Given exercise: Reproduce the material below word for word, leaving out the pictures.

□ □ □ □

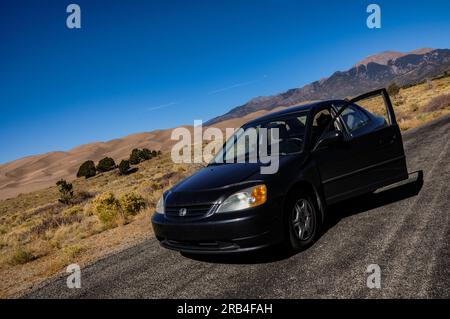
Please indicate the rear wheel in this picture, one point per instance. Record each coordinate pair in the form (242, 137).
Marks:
(302, 222)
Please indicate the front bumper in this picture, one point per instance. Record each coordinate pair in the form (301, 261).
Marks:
(248, 230)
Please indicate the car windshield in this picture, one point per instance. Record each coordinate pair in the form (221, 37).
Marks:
(250, 143)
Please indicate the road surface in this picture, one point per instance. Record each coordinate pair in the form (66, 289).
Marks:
(403, 230)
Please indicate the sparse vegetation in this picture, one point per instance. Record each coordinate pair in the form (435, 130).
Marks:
(132, 203)
(393, 89)
(39, 235)
(21, 256)
(87, 170)
(138, 156)
(438, 103)
(65, 191)
(107, 209)
(135, 157)
(124, 167)
(106, 164)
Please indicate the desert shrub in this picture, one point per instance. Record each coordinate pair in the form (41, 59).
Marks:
(55, 221)
(73, 211)
(21, 256)
(124, 167)
(393, 89)
(107, 209)
(87, 169)
(132, 203)
(65, 192)
(156, 185)
(135, 157)
(106, 164)
(71, 252)
(437, 103)
(146, 154)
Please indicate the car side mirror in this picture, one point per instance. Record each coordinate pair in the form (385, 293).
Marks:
(330, 138)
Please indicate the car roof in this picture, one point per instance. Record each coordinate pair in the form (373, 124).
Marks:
(294, 109)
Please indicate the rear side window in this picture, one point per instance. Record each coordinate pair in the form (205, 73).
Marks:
(354, 118)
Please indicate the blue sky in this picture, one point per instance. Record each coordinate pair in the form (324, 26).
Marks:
(137, 66)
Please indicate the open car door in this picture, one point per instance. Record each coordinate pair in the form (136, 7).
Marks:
(371, 155)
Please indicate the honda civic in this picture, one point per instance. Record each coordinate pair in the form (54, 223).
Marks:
(328, 151)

□ □ □ □

Answer to the task:
Please indicate the rear wheel in this picture, one point per instance. Record each coordinate pair in the form (242, 137).
Marks:
(302, 222)
Please indicate the front bumper in this picture, one point per instance. Record each coordinate pair in the form (301, 261).
Marks:
(248, 230)
Please indicate the car windshield in this picture, one point per instance. Record each coordinate pair in the form (221, 37).
Marks:
(250, 143)
Please indicate the road surface in this picture, one point per instance. Record each coordinate pair in the form (66, 289).
Marks:
(403, 230)
Please indicate the sparse vegetation in this picture, one point per instance. Record each coordinate pair in the form (435, 130).
Marks:
(132, 203)
(393, 89)
(39, 235)
(21, 256)
(87, 170)
(138, 156)
(438, 103)
(65, 191)
(107, 209)
(135, 157)
(124, 167)
(106, 164)
Please indicate the desert shrub in this picture, one point per instance. Record each coordinate pair in the form (41, 59).
Marks:
(55, 221)
(73, 211)
(21, 256)
(124, 167)
(393, 89)
(107, 209)
(87, 169)
(132, 203)
(65, 192)
(156, 185)
(135, 157)
(106, 164)
(71, 252)
(437, 103)
(146, 154)
Please indicate the car side mirror in this picture, one point per instance. Record each coordinate pair in the form (385, 293).
Marks:
(330, 138)
Please indicate the car roof in this picture, one point per instance. Record each coordinate pair in the form (373, 124).
Marks:
(294, 109)
Please indicate the rear side window in this picture, one point per instance. Record each coordinate pair in the form (205, 73).
Marks:
(354, 118)
Please indicate the blue sky in this picture, one point per instance. Record each coordinate pair in the form (324, 26).
Marks:
(137, 66)
Please indicate the open car door in this picture, one point per instance. Record each coordinate pair in the form (136, 7).
Marks:
(371, 155)
Please indicate the honda civic in this picture, one point per instance. Record each coordinate pair in the form (54, 223).
Marks:
(328, 151)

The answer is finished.